### PAGE EXCERPT
The center is \(\displaystyle (3,0)\)

A tangent to this circle at a given point is perpendicular to the radius to that point. The radius with endpoints \(\displaystyle (3,0)\) and \(\displaystyle (-3, 8)\) will have slope

\(\displaystyle \frac{ y_{2} - y_{1} }{x_{2} - x_{1} } = \frac{8 -0}{-3-3} = \frac{8}{-6} = - \frac{4}{3}\),

so the tangent line has the opposite of the reciprocal of this, or \(\displaystyle \frac{3}{4}\), as its slope. 

The tangent line therefore has equation

\(\displaystyle y - 8= \frac{3}{4} (x- (-3))\)

\(\displaystyle y - 8= \frac{3}{4} (x+3)\)

\(\displaystyle y - 8= \frac{3}{4} x+\frac{9}{4}\)

\(\displaystyle y = \frac{3}{4} x+\frac{41}{4}\)

Example Question #3 : How To Find The Equation Of A Tangent Line

What is the equation of a tangent line to

\(\displaystyle y=x^2+4x+2\)

at point \(\displaystyle (1,7)\) ?

Possible Answers:

\(\displaystyle y=3x+1\)

\(\displaystyle y=x+6\)

\(\displaystyle y=6x+1\)

\(\displaystyle y=4x+1\)

\(\displaystyle y=x^2+4x+2\)

Correct answer:

\(\displaystyle y=6x+1\)

Explanation:

To find an equation tangent to

\(\displaystyle y=x^2+4x+2\)

we need to find the first derviative of this equation with respect to \(\displaystyle x\) to get the slope \(\displaystyle m\) of the tangent line.

So,

\(\displaystyle y'=2x+4\)

due to power rule \(\displaystyle y=x^n \rightarrow y'=nx^{n-1}\).

### STATED EXERCISE 1
In the tangent-line excerpt, what slope does the tangent line at the point (-3, 8) have?

### ENTRIES PROVIDED
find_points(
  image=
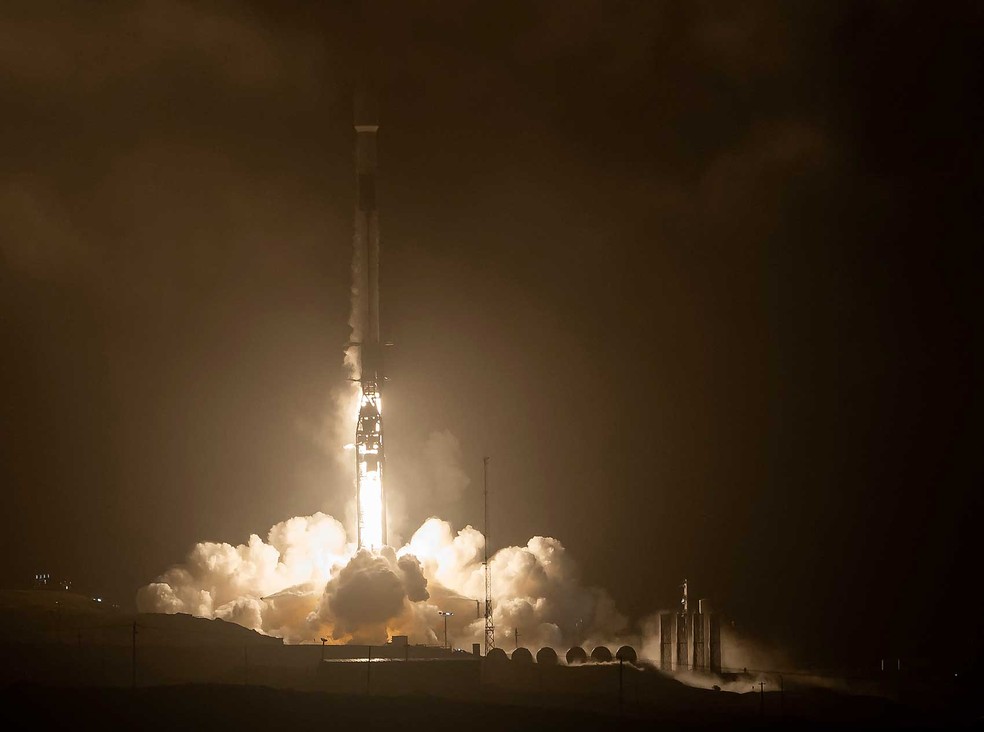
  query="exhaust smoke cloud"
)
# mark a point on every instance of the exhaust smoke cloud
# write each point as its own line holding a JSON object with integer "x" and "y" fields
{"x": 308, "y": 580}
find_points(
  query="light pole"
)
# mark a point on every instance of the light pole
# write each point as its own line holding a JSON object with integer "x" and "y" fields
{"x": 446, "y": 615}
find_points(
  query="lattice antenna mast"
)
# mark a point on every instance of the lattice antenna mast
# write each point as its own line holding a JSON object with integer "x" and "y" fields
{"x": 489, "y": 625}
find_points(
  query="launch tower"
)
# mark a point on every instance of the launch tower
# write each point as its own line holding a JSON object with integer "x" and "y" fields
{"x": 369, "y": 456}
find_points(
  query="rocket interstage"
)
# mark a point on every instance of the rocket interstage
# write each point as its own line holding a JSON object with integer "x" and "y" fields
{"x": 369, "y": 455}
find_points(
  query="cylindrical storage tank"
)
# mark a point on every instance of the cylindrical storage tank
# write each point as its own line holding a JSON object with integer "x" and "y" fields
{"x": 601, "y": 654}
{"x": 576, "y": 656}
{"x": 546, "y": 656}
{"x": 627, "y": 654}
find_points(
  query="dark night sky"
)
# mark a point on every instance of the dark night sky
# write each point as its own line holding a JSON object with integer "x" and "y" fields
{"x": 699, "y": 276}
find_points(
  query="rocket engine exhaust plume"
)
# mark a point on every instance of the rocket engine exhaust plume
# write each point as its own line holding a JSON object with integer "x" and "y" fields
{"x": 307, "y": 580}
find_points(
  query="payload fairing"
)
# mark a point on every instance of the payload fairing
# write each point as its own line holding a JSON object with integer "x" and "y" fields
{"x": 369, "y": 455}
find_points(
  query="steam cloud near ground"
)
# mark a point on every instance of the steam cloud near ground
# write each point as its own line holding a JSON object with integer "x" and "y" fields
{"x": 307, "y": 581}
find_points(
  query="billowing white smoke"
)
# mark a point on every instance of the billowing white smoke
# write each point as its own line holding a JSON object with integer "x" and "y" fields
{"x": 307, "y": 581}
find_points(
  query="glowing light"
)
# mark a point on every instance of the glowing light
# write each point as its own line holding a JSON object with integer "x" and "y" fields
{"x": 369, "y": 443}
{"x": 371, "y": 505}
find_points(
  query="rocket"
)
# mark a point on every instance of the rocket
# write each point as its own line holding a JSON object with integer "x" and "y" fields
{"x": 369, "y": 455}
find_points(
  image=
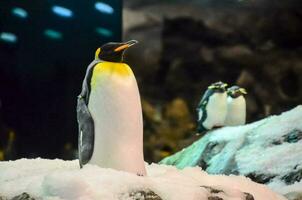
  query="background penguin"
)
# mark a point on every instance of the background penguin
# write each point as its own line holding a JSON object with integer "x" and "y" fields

### STATED EXERCISE 2
From the listing, extract every line that contains the string "tank". Matching is case-sensitive.

### EXERCISE RESULT 1
The tangent line has slope 3/4.

### EXERCISE RESULT 2
  query="cylindrical storage tank"
# mark a point on every instance of the cylindrical storage tank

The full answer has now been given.